[Provided text]

-*-*-

* [PATCH net-next] vxlan: Fix vs->vni_list locking.
@ 2013-07-10 22:04 Pravin B Shelar
2013-07-10 22:58 ` Stephen Hemminger
0 siblings, 1 reply; 13+ messages in thread
From: Pravin B Shelar @ 2013-07-10 22:04 UTC (permalink / raw)
To: netdev; +Cc: stephen, Pravin B Shelar
Use rtnl lock to protect vs->vni_list updates.
Signed-off-by: Pravin B Shelar <pshelar@nicira.com>
---
drivers/net/vxlan.c | 13 +++++++++----
1 files changed, 9 insertions(+), 4 deletions(-)
diff --git a/drivers/net/vxlan.c b/drivers/net/vxlan.c
index 227b54a..deca481 100644
--- a/drivers/net/vxlan.c
+++ b/drivers/net/vxlan.c
@@ -89,7 +89,7 @@ struct vxlan_sock {
struct work_struct del_work;
atomic_t refcnt;
struct socket *sock;
- struct hlist_head vni_list[VNI_HASH_SIZE];
+ struct hlist_head vni_list[VNI_HASH_SIZE]; /* Protected by RTNL. */
};
/* per-network namespace private data for this module */
@@ -122,7 +122,7 @@ struct vxlan_fdb {
/* Pseudo network device */
struct vxlan_dev {
- struct hlist_node hlist; /* vni hash table */
+ struct hlist_node hlist; /* vni hash table (vni_list) */
struct list_head next; /* vxlan's per namespace list */
struct vxlan_sock *vn_sock; /* listening socket */
struct net_device *dev;
@@ -1644,16 +1644,21 @@ static void vxlan_sock_work(struct work_struct *work)
if (ovs) {
atomic_inc(&ovs->refcnt);
vxlan->vn_sock = ovs;
- hlist_add_head_rcu(&vxlan->hlist, vni_head(ovs, vni));
spin_unlock(&vn->sock_lock);
+ rtnl_lock();
+ hlist_add_head_rcu(&vxlan->hlist, vni_head(ovs, vni));
+ rtnl_unlock();
+
sk_release_kernel(nvs->sock->sk);
kfree(nvs);
} else {
vxlan->vn_sock = nvs;
hlist_add_head_rcu(&nvs->hlist, vs_head(net, port));
- hlist_add_head_rcu(&vxlan->hlist, vni_head(nvs, vni));
spin_unlock(&vn->sock_lock);
+ rtnl_lock();
+ hlist_add_head_rcu(&vxlan->hlist, vni_head(nvs, vni));
+ rtnl_unlock();
}
out:
dev_put(dev);
--
1.7.1
^ permalink raw reply related [flat|nested] 13+ messages in thread
* Re: [PATCH net-next] vxlan: Fix vs->vni_list locking.

-*-*-

[Dataset rows]
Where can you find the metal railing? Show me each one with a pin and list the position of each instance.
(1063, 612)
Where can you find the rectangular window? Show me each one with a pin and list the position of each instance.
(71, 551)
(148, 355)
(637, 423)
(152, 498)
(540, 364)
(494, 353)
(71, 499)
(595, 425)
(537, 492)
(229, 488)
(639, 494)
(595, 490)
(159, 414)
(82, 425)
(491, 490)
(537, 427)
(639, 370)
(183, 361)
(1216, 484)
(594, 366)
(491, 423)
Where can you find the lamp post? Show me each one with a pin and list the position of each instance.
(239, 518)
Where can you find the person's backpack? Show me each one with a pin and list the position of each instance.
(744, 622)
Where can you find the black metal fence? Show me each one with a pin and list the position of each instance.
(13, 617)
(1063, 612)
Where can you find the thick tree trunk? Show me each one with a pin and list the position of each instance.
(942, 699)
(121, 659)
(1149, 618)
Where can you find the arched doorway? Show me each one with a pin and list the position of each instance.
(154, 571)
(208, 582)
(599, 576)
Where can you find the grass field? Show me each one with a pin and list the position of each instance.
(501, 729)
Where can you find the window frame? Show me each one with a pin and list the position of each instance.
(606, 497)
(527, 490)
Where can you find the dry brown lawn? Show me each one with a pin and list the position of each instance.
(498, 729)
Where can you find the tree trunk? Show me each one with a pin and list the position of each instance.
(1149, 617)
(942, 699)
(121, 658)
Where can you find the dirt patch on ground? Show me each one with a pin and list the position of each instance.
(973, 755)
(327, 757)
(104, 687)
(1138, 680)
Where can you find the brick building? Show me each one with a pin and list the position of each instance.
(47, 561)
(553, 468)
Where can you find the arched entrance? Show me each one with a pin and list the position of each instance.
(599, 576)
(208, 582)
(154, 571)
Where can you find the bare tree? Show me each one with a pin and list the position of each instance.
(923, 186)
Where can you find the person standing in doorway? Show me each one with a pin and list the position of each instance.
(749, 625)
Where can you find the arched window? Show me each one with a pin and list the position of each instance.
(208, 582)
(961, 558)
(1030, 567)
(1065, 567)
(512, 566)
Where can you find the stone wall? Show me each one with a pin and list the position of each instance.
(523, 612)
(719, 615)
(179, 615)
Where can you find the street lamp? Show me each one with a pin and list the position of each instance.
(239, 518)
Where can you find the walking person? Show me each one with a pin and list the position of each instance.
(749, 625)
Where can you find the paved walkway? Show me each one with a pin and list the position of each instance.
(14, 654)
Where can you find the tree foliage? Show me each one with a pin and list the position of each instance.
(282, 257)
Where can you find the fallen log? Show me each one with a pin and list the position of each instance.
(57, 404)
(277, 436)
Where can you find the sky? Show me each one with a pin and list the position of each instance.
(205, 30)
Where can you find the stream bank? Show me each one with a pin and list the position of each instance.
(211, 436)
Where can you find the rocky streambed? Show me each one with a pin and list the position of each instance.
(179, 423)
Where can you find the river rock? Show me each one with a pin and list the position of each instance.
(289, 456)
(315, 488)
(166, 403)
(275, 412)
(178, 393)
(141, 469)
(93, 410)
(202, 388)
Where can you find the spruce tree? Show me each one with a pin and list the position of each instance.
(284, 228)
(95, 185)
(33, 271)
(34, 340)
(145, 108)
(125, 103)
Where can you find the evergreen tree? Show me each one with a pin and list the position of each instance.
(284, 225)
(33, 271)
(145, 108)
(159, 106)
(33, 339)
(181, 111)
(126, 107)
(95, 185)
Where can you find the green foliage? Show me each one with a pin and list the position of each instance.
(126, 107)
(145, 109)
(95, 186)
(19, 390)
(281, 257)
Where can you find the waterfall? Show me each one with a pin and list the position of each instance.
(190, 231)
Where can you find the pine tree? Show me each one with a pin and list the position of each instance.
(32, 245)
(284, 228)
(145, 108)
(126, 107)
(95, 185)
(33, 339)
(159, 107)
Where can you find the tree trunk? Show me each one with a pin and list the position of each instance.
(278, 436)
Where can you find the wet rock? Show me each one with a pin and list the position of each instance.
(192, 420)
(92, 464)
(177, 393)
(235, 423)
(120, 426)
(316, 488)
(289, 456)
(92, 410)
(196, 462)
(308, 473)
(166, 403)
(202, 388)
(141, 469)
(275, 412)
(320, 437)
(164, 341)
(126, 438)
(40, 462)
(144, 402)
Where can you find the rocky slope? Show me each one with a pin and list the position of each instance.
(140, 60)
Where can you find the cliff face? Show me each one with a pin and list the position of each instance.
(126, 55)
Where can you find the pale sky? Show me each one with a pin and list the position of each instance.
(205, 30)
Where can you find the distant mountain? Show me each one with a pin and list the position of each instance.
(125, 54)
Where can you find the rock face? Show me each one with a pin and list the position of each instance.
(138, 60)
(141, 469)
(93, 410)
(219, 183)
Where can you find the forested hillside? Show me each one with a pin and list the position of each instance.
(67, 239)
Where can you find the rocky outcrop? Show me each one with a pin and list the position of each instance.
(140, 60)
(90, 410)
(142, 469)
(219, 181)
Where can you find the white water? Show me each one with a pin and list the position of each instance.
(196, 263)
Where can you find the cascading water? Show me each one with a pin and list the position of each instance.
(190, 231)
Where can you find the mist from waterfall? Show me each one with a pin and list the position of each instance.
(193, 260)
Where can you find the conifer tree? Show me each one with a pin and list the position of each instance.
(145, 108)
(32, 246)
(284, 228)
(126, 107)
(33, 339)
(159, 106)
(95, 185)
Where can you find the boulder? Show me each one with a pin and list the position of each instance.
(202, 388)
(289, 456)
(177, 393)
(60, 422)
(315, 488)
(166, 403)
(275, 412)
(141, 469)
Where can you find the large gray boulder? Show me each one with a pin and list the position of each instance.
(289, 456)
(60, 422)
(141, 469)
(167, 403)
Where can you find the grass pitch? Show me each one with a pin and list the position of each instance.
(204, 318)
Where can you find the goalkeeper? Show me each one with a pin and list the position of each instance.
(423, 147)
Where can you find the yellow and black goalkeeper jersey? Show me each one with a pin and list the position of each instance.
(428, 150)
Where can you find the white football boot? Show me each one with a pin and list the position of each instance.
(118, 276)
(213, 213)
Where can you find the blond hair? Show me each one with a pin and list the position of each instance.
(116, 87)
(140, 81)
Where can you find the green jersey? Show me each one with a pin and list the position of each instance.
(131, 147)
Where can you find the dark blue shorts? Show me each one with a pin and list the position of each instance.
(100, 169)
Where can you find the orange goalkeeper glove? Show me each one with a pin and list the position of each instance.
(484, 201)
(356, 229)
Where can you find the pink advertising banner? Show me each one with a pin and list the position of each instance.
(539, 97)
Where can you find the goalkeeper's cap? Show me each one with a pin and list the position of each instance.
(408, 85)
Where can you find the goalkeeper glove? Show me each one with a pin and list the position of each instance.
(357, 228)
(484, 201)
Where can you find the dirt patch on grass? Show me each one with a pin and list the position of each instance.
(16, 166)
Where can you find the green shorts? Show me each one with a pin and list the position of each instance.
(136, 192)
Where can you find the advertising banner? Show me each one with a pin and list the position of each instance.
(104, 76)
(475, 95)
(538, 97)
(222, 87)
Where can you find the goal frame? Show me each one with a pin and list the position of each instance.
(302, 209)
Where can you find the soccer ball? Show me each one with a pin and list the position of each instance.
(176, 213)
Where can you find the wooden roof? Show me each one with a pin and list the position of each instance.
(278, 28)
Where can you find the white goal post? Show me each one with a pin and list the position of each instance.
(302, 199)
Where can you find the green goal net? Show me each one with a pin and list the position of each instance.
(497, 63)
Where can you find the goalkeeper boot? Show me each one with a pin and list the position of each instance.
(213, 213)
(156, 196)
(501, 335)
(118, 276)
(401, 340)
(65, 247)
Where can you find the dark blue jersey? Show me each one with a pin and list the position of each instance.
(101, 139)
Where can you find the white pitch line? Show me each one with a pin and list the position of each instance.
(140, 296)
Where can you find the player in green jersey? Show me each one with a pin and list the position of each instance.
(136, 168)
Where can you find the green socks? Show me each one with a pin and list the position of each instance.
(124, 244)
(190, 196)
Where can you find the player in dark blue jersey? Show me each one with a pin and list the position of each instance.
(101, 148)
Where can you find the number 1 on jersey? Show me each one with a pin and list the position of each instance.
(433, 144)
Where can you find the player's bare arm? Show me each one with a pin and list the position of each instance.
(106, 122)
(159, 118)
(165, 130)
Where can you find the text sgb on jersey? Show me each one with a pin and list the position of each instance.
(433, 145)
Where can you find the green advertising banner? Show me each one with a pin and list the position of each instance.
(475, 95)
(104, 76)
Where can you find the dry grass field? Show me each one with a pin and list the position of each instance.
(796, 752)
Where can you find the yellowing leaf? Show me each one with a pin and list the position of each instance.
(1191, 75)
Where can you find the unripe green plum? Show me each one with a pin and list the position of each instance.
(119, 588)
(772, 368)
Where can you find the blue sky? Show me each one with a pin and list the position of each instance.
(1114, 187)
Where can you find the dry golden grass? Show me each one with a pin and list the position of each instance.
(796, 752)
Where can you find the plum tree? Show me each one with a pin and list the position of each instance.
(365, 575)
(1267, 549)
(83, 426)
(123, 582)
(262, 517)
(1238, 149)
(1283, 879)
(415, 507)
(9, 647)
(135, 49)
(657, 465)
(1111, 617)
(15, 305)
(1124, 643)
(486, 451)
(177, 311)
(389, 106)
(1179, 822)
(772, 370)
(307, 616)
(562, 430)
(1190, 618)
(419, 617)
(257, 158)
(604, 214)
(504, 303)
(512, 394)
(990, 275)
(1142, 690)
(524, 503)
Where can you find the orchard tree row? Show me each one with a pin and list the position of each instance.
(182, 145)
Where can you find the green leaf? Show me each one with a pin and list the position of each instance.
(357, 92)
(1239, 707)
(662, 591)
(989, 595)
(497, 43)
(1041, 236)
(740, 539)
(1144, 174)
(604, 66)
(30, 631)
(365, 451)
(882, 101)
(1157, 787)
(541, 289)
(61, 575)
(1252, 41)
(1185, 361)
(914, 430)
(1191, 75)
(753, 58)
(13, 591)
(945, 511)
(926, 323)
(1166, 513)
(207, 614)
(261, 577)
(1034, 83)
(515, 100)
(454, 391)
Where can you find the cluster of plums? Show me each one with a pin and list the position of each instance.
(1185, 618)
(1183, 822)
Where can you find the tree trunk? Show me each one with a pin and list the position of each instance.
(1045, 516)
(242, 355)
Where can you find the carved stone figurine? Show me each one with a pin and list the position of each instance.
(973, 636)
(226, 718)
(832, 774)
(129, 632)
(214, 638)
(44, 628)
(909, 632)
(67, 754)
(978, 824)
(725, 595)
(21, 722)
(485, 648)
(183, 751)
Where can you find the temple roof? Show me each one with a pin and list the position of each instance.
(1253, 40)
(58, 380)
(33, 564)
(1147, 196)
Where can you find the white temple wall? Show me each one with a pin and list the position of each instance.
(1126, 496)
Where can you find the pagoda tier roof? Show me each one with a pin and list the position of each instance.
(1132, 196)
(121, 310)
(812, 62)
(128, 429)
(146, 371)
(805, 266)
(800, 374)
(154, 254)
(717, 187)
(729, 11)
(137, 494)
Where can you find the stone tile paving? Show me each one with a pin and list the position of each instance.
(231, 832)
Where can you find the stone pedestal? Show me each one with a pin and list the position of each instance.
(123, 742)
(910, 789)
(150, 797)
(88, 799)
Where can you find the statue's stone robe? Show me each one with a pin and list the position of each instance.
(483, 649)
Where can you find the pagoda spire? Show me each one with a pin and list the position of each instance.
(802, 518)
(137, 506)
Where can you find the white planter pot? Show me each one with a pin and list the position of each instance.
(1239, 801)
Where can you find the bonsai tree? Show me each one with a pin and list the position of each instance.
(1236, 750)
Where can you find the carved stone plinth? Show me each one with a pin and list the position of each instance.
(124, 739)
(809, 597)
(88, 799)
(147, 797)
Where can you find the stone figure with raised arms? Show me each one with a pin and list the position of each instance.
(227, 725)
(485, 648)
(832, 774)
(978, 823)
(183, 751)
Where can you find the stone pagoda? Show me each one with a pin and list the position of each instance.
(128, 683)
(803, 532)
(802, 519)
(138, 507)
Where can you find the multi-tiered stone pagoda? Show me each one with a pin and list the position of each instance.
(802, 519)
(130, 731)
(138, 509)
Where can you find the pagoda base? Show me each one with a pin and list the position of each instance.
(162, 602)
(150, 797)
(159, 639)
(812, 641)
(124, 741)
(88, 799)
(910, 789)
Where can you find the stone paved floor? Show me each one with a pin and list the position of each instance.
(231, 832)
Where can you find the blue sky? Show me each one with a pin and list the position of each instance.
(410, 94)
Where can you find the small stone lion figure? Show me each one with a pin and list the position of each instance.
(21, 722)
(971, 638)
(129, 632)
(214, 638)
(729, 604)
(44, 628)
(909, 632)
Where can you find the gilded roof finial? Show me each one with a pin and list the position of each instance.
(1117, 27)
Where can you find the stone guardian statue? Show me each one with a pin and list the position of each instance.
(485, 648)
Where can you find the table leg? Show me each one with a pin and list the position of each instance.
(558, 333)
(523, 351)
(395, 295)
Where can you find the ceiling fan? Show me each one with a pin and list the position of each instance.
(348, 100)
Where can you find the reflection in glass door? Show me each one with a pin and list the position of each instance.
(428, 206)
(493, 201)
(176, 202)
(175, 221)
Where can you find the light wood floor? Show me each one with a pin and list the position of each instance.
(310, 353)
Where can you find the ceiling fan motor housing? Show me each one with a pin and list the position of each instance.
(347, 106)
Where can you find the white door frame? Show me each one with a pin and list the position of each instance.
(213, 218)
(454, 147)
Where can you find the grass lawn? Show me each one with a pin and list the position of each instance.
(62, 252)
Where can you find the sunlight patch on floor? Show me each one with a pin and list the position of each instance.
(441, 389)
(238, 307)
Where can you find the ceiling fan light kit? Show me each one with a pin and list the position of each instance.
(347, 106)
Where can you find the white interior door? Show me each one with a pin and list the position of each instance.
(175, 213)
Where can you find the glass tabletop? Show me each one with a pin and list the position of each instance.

-*-*-

[Parts of the exercise]
**A)** List each distinct function called in the code lines that the vxlan locking patch adds, meaning the lines marked with a "+" inside the diff, excluding the "+++" file header.
**B)** Supply a continuation of the vxlan locking patch thread, starting right after its last line, "* Re: [PATCH net-next] vxlan: Fix vs->vni_list locking."

[Replies]
**A)** rtnl_lock, hlist_add_head_rcu, vni_head, rtnl_unlock

**B)**
2013-07-10 22:04 [PATCH net-next] vxlan: Fix vs->vni_list locking Pravin B Shelar
@ 2013-07-10 22:58 ` Stephen Hemminger
2013-07-10 23:08 ` Pravin Shelar
0 siblings, 1 reply; 13+ messages in thread
From: Stephen Hemminger @ 2013-07-10 22:58 UTC (permalink / raw)
To: Pravin B Shelar; +Cc: netdev
On Wed, 10 Jul 2013 15:04:44 -0700
Pravin B Shelar <pshelar@nicira.com> wrote:
> Use rtnl lock to protect vs->vni_list updates.
>
> Signed-off-by: Pravin B Shelar <pshelar@nicira.com>
> ---
I don't think this is necessary. I intentionally changed the
locking when socket management was moved to a work queue.
The vxlan_net socket lock is held there already, and finer grain.
^ permalink raw reply [flat|nested] 13+ messages in thread
* Re: [PATCH net-next] vxlan: Fix vs->vni_list locking.
2013-07-10 22:58 ` Stephen Hemminger
@ 2013-07-10 23:08 ` Pravin Shelar
2013-07-10 23:25 ` Stephen Hemminger
2013-07-13 17:18 ` [PATCH net] vxlan: add necessary locking on device removal Stephen Hemminger
0 siblings, 2 replies; 13+ messages in thread
From: Pravin Shelar @ 2013-07-10 23:08 UTC (permalink / raw)
To: Stephen Hemminger; +Cc: netdev
On Wed, Jul 10, 2013 at 3:58 PM, Stephen Hemminger
<stephen@networkplumber.org> wrote:
> On Wed, 10 Jul 2013 15:04:44 -0700
> Pravin B Shelar <pshelar@nicira.com> wrote:
>
>> Use rtnl lock to protect vs->vni_list updates.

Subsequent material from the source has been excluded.